» EXERCISE
Look below for the line with "phrase -- girl in white skirt", and from there restate every line word for word until the entries end.

Rows from a pointing dataset:
******
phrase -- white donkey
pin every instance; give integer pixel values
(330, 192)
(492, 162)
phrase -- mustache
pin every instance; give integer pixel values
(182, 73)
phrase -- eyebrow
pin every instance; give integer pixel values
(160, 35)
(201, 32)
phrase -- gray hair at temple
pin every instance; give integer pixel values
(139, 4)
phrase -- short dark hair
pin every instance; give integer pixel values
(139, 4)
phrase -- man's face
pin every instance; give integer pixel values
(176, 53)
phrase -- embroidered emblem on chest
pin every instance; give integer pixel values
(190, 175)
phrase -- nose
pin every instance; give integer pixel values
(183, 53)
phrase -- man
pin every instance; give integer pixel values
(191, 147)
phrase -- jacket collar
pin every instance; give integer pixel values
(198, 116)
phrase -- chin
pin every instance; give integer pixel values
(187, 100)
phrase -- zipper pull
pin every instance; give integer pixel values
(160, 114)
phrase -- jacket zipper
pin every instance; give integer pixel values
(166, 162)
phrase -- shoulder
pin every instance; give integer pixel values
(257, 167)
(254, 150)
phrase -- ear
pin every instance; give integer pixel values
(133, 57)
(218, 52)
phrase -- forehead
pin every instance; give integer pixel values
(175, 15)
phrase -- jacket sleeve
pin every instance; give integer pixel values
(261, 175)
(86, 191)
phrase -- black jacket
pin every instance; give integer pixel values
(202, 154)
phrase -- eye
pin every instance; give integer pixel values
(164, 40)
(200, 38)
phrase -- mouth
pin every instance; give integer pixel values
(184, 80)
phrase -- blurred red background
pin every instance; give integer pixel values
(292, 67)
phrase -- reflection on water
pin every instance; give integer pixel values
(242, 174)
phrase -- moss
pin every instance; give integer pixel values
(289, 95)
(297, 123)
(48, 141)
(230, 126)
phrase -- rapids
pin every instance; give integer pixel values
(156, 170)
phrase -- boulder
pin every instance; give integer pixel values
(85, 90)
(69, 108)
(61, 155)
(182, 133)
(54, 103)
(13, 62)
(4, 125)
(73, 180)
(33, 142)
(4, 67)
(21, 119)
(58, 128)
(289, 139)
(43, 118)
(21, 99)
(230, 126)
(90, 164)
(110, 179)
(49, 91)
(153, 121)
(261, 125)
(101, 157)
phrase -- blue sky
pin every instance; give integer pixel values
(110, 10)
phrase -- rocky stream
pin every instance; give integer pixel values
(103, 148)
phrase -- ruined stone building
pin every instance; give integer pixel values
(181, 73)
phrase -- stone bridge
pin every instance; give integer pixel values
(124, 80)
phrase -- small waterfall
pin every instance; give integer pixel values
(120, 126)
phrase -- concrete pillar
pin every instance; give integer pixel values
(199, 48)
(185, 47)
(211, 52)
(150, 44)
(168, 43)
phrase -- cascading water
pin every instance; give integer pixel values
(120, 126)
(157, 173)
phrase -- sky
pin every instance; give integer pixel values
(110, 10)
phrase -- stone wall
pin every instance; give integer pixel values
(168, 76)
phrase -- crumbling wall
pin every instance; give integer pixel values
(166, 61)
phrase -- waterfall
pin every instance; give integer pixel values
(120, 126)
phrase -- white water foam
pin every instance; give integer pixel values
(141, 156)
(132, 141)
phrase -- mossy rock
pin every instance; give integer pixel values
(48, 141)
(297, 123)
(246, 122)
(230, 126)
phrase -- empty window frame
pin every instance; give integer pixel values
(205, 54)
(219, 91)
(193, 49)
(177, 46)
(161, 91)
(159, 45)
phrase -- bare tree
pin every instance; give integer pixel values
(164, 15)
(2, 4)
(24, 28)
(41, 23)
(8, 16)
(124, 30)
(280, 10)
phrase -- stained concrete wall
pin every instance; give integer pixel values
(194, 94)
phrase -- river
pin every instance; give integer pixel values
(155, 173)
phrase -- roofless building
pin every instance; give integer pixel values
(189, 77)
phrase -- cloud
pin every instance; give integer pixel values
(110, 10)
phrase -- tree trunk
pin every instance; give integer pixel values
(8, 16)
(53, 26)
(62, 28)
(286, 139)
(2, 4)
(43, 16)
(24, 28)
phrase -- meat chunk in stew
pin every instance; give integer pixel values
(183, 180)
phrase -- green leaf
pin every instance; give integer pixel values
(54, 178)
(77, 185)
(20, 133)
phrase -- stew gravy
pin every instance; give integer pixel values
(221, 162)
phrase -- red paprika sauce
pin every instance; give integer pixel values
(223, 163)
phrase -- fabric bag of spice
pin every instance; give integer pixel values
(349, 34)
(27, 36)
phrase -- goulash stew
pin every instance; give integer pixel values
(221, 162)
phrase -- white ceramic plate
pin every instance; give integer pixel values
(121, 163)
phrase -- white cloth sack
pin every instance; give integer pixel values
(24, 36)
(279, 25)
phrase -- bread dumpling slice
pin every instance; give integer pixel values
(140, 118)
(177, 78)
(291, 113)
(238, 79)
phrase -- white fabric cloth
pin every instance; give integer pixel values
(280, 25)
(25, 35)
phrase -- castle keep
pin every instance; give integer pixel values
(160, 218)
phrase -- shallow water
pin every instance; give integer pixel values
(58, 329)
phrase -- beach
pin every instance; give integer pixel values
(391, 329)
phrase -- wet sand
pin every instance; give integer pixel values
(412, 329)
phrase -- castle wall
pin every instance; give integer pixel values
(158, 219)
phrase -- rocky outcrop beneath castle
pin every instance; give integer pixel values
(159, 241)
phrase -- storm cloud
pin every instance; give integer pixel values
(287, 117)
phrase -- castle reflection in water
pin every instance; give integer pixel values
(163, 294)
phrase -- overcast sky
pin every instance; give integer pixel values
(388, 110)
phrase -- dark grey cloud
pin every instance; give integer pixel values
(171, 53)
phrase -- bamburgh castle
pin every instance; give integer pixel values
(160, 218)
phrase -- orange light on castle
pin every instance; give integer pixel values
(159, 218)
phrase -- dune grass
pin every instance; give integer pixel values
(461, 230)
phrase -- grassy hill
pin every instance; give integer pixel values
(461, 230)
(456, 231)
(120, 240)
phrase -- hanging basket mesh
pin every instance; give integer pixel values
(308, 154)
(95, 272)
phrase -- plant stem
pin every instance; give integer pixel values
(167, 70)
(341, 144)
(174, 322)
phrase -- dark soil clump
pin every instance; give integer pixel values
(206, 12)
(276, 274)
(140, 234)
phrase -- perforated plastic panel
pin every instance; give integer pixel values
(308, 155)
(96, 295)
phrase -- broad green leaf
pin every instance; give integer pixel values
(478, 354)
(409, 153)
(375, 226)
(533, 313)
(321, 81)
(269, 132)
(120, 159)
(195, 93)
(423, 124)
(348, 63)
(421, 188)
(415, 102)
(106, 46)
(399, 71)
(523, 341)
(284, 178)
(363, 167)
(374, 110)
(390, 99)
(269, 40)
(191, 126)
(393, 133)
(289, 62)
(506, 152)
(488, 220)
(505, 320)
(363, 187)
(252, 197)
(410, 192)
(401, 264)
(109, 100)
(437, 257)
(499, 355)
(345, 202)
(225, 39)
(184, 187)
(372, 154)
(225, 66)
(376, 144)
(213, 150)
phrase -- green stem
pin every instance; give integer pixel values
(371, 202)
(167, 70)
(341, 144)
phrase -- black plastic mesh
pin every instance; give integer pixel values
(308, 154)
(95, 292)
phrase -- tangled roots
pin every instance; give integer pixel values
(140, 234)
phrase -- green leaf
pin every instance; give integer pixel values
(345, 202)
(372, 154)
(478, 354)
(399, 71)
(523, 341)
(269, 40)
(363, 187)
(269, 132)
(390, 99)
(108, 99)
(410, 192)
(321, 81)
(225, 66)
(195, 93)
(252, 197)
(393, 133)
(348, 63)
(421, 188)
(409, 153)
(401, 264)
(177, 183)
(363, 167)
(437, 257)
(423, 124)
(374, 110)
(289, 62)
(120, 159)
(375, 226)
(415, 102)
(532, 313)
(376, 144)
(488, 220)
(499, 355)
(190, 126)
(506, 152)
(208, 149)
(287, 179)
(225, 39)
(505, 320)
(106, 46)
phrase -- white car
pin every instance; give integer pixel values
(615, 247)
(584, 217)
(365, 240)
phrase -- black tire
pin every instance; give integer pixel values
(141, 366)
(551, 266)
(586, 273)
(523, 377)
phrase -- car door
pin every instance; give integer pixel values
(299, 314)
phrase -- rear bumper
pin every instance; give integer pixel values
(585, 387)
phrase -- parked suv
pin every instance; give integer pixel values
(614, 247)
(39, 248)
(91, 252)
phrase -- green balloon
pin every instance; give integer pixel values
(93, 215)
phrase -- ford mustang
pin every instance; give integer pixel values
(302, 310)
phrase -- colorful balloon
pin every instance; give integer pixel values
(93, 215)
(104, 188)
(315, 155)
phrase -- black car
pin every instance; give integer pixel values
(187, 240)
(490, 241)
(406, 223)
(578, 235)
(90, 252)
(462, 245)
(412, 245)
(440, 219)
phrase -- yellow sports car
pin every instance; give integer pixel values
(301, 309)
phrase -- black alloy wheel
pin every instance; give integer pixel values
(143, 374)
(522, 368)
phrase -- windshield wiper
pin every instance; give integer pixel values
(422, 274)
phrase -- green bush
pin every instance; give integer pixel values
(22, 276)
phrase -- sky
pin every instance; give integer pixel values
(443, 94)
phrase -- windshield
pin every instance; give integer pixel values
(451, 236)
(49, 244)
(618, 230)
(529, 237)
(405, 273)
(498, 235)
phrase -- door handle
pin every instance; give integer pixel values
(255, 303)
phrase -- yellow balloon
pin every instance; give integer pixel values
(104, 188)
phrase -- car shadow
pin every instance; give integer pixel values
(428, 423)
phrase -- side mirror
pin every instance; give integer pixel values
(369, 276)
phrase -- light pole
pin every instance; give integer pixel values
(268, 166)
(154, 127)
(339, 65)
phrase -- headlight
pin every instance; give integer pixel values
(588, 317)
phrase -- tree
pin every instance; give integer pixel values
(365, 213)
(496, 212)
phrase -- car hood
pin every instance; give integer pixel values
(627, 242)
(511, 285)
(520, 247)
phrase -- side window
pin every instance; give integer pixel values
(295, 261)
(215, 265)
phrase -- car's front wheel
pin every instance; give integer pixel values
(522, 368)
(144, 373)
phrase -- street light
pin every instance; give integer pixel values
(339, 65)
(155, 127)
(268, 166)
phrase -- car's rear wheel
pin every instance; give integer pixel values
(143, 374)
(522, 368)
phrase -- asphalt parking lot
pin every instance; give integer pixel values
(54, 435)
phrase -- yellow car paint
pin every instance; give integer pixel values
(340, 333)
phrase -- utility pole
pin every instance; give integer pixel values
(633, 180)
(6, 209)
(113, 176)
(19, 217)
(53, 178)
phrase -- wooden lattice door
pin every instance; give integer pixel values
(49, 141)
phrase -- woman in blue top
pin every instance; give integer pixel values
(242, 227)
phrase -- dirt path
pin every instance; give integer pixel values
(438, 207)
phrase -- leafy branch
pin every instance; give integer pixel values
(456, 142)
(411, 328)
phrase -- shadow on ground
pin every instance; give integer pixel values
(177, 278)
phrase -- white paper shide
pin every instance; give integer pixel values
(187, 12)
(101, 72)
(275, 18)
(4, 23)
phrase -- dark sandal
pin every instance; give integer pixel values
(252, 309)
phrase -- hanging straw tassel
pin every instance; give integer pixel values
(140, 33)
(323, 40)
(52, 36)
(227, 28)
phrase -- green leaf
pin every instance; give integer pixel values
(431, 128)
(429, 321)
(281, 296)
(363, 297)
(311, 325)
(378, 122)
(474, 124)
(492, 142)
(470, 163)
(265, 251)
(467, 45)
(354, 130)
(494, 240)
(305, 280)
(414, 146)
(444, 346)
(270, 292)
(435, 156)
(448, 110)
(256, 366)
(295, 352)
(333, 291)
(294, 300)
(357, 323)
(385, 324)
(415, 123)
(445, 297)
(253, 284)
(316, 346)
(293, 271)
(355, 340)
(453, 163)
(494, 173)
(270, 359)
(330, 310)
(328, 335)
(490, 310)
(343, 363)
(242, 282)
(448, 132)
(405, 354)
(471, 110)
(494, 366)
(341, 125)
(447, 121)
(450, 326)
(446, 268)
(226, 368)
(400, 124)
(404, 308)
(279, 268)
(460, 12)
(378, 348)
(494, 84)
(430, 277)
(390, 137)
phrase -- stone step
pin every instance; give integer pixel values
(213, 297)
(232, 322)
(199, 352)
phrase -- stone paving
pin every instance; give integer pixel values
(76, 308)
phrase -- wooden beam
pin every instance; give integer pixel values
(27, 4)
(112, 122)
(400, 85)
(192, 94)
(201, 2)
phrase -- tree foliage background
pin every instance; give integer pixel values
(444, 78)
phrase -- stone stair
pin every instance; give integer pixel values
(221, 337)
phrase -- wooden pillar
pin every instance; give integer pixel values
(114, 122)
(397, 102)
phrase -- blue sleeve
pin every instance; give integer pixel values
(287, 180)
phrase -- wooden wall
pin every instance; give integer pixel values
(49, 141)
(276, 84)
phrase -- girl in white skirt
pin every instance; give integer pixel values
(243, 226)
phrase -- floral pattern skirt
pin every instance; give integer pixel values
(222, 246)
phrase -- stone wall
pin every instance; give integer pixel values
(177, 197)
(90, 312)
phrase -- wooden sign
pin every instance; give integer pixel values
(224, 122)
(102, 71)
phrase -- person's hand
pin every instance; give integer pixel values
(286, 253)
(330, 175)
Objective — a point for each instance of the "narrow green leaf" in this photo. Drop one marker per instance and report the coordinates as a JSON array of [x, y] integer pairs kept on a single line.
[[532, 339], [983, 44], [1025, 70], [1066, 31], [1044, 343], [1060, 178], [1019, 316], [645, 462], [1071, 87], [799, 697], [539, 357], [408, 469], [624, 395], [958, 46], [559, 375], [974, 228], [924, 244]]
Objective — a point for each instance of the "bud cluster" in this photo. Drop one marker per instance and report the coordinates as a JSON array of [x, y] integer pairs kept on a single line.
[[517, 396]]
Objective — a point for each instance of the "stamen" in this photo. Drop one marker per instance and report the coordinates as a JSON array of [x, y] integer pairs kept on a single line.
******
» REPLY
phrase -- girl in white skirt
pin every instance; give integer pixel values
(243, 226)
phrase -- floral pattern skirt
pin every instance; give integer pixel values
(222, 246)
phrase -- stone wall
pin every instance; give integer pixel values
(177, 197)
(90, 312)
phrase -- wooden sign
pin every instance; give integer pixel values
(224, 122)
(102, 71)
phrase -- person's hand
pin every instance; give integer pixel values
(286, 253)
(330, 175)
Objective — a point for each instance of the "narrow green leaf" in this photo. Drop one marker per instance and report the coordinates as a JSON array of [x, y] integer pairs kept on a single line.
[[532, 339], [983, 44], [1025, 70], [1066, 31], [1044, 343], [1060, 178], [1019, 316], [645, 462], [1071, 87], [799, 697], [539, 357], [408, 469], [624, 395], [958, 46], [559, 375], [974, 228], [924, 244]]
Objective — a point for each instance of the "bud cluster" in this photo. Drop one marker per instance and report the coordinates as a JSON array of [x, y] integer pairs kept on a single line.
[[517, 396]]
Objective — a point for each instance of the "stamen" in this photo. Drop one marker per instance and report the coordinates as a JSON array of [x, y] integer pairs kept on a single line.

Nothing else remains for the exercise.